▶ [The task] Return each line of the data below verbatim, in the same order.

▶ [Extracted information]
--- START ---

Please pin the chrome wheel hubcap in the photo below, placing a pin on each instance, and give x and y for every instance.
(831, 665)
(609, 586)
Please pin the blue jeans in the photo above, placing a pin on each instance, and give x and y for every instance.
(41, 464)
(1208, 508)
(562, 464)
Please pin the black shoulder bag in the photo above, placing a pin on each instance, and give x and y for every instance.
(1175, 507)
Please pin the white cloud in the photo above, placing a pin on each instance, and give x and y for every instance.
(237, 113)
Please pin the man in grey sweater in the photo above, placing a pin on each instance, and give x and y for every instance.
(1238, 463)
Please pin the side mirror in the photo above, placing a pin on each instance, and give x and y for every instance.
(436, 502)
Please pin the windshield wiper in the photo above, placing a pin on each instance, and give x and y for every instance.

--- END ---

▶ [Reply to the task]
Please pin the chrome wheel hubcap in the photo below, placing a pin on each instance, and give x and y for every instance.
(831, 665)
(609, 586)
Please pin the blue jeans in the photo above, placing a pin on each instance, and give x and y for every instance.
(41, 464)
(1208, 508)
(562, 464)
Please pin the black shoulder bag in the photo above, placing a pin on each instance, and give x and y for every instance.
(1175, 507)
Please pin the white cloud in the photo above, placing a pin on each instance, and give x and y for every instance.
(237, 113)
Please pin the man in grey sweater in the photo above, placing a pin on each instance, and give x and y for every instance.
(1238, 463)
Please pin the side mirror in the photo above, placing a pin on each instance, and give x and y for every instance.
(436, 502)
Please pin the windshield wiper in the photo above, placing a pin on each instance, and give x and y for every instance.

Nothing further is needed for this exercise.